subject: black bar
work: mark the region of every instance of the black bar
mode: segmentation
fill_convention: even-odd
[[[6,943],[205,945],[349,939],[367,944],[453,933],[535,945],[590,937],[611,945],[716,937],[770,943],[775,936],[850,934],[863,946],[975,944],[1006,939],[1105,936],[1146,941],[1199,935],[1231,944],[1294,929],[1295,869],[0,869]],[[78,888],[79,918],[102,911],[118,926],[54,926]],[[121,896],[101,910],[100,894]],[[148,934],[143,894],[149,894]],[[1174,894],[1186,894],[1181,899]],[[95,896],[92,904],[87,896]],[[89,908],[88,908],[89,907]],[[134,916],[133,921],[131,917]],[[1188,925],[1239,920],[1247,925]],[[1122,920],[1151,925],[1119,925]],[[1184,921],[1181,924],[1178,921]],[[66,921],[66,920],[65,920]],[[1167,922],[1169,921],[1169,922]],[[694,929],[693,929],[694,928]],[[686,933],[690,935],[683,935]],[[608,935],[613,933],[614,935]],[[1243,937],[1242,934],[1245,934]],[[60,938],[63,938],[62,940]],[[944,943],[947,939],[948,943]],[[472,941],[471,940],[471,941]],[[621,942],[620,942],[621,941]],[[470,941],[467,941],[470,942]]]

════════════════════

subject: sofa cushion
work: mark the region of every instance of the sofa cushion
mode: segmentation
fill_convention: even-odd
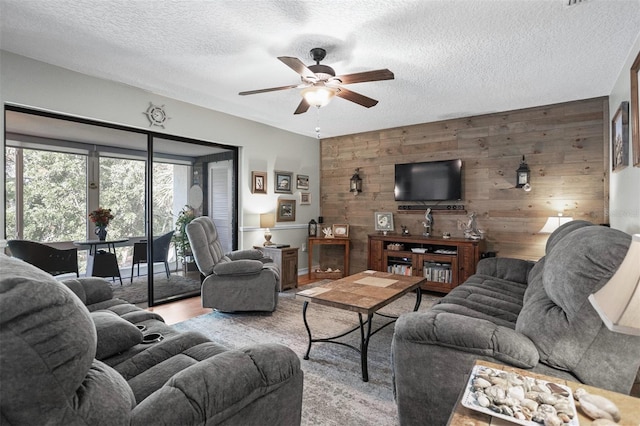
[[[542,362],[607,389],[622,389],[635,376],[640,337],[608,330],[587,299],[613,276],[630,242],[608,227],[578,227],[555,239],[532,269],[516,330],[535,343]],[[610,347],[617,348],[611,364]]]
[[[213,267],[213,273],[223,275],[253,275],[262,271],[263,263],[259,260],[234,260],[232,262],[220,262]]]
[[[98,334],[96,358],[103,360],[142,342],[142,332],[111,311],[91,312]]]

════════════════════

EXERCISE: Your task is to copy every line in the entries that holds the string "work".

REPLY TO THE TASK:
work: mark the region of every instance of the black bar
work: mark the region of every instance of the sofa cushion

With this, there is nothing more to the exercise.